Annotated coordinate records
** Begin **

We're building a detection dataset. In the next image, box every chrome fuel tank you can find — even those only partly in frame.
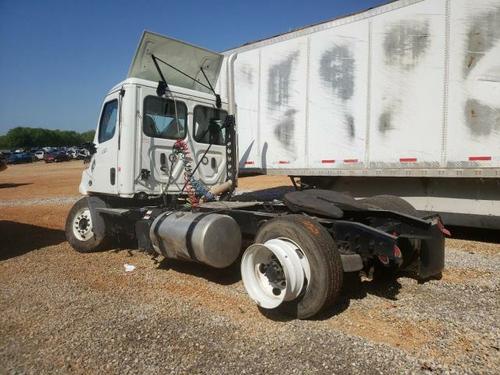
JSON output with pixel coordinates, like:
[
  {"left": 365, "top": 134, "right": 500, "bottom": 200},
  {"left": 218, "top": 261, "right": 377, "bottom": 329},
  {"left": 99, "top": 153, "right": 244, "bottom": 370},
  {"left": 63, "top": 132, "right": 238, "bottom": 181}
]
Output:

** End **

Required work
Could you rewrite the listing above with "fuel tank" switched to "gas tank" and everything else unchanged? Leave out the pictures.

Result for this exercise
We're building a detection dataset. In the next image, box every chrome gas tank you can find — even those only partly in frame.
JSON output with pixel coordinates, like:
[
  {"left": 365, "top": 134, "right": 500, "bottom": 200},
  {"left": 218, "top": 261, "right": 377, "bottom": 329},
  {"left": 99, "top": 153, "right": 244, "bottom": 370},
  {"left": 63, "top": 132, "right": 238, "bottom": 181}
]
Output:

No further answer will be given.